Start

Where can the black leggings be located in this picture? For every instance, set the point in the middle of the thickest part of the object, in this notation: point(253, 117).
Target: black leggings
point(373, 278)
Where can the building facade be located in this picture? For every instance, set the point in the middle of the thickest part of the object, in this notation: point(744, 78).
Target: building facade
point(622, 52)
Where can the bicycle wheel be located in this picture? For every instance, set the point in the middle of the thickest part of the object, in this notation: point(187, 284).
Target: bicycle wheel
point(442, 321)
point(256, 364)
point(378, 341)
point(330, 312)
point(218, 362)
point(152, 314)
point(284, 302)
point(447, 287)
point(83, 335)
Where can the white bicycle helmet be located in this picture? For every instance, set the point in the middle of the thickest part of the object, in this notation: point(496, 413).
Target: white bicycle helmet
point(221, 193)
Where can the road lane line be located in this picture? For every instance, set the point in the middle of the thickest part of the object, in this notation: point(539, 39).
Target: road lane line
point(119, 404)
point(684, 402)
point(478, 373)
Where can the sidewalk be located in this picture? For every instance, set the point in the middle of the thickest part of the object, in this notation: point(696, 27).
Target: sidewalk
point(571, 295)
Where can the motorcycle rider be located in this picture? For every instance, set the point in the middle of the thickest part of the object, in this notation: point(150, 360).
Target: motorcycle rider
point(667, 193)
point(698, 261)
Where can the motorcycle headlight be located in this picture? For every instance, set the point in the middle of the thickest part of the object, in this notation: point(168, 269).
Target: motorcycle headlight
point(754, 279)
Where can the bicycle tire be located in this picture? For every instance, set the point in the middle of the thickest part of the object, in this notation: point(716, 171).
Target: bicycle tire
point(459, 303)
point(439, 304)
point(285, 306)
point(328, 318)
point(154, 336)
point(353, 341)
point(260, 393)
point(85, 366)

End

### GIVEN TASK
Can you format all of the records above as a two-column CSV with the headers instruction and output, one row per record? Put each record's text and its answer in a single quoted field, with line breaks replaced by spaces.

### FULL ANSWER
instruction,output
"Where can the black leggings be located in this picture? For every instance, set the point in the middle of the thickest part of the object, in this notation: point(253, 117). Target: black leggings","point(373, 278)"
"Where can the building facade be located in this picture? For every instance, set the point in the middle of the thickest part of the object, in this notation: point(744, 78). Target: building facade","point(622, 52)"
"Where can the bicycle wheel be located in this picture? For every instance, set the point in the middle of the thickest part of the object, in this notation: point(187, 284). Target: bicycle wheel","point(442, 321) point(256, 364) point(378, 341) point(330, 312) point(218, 362) point(152, 314) point(284, 302) point(447, 287) point(83, 335)"
"Where can the white bicycle helmet be located in this picture? For every instance, set the point in the middle of the thickest part of the object, in this notation: point(496, 413). Target: white bicycle helmet","point(221, 193)"
"Where can the road lane line be located in this picture? For every instance, set the point in the middle of the thickest part of the object, in this notation: point(539, 39). Target: road lane line","point(119, 404) point(684, 402) point(478, 373)"
"Where can the sidewalk be located in this picture? For every instance, set the point in the middle of the thickest part of the object, in this notation: point(696, 27). Target: sidewalk","point(571, 295)"
"Where can the motorcycle rider be located in this picture? For every instance, set the point in the middle of the thickest part of the object, in this notation: point(150, 360). Target: motorcycle rider","point(667, 193) point(698, 261)"
"Where can the motorcycle headlight be located in this picture? For every instance, set the point in the middle of the thickest part of the object, in this notation: point(168, 269). Target: motorcycle headlight","point(754, 279)"
"Where can the bicycle tire be located in this picture? For every instance, set the point in the middle of the thickest part of the object, in this notation: point(716, 171). Target: bicycle tire","point(459, 303) point(439, 304) point(285, 306) point(328, 318) point(154, 336) point(353, 341) point(260, 393) point(85, 366)"